Region labeling records
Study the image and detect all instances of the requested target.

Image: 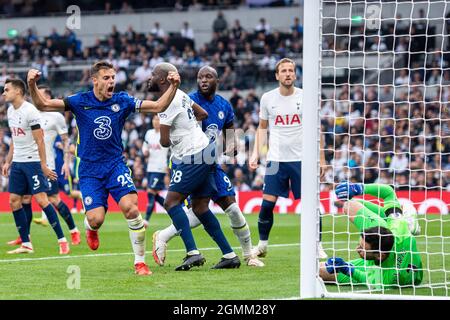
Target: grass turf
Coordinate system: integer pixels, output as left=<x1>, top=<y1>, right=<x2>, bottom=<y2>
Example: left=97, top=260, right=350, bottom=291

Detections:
left=0, top=214, right=450, bottom=300
left=0, top=214, right=300, bottom=300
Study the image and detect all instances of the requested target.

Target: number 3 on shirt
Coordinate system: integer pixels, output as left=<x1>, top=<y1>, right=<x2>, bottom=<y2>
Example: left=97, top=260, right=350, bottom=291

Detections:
left=170, top=170, right=183, bottom=183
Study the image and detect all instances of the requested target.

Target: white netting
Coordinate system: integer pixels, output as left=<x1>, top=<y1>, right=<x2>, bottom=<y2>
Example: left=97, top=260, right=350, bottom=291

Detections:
left=318, top=0, right=450, bottom=296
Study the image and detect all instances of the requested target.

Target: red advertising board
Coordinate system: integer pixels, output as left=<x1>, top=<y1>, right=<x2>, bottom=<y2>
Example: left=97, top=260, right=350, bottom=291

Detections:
left=0, top=191, right=450, bottom=214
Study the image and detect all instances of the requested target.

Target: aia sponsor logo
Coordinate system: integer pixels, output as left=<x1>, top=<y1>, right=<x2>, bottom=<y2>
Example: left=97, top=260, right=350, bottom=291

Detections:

*Task description:*
Rewrite every entry above with "integer pixels" changed to "whole-number pixels" throughout, keeping everything else the same. Leave the pictures out of your answer.

*Task answer:*
Study the image and detect all instances of the requested target.

Image: 
Target: grass turf
Coordinate system: whole-number pixels, output as left=<x1>, top=<y1>, right=<x2>, bottom=<y2>
Example: left=97, top=260, right=350, bottom=291

Detections:
left=0, top=214, right=450, bottom=300
left=0, top=214, right=300, bottom=300
Study the image and detect all instances of the requested target.

Target: number 3 on shirt
Coordinate system: whole-number pixels, output as left=<x1>, top=<y1>, right=<x2>, bottom=<y2>
Example: left=97, top=260, right=350, bottom=291

Detections:
left=170, top=170, right=183, bottom=183
Study the image and detect all instances of the requested target.

Target: white netting
Coordinate system: whole-number pixels, output as left=<x1>, top=<y1>, right=<x2>, bottom=<y2>
Example: left=97, top=260, right=350, bottom=291

Detections:
left=318, top=0, right=450, bottom=296
Study the image and detect all instances of the requested target.

Target: red advertising board
Coordinate system: whole-number pixels, output as left=<x1>, top=<y1>, right=<x2>, bottom=<y2>
Example: left=97, top=260, right=350, bottom=291

Detections:
left=0, top=191, right=450, bottom=214
Study the image and detect all instances of the requested target.

Target: aia sponsor logo
Coordinate system: whole-number pixels, output as left=<x1>, top=<y1>, right=<x2>, bottom=<y2>
Example: left=97, top=260, right=350, bottom=291

Detections:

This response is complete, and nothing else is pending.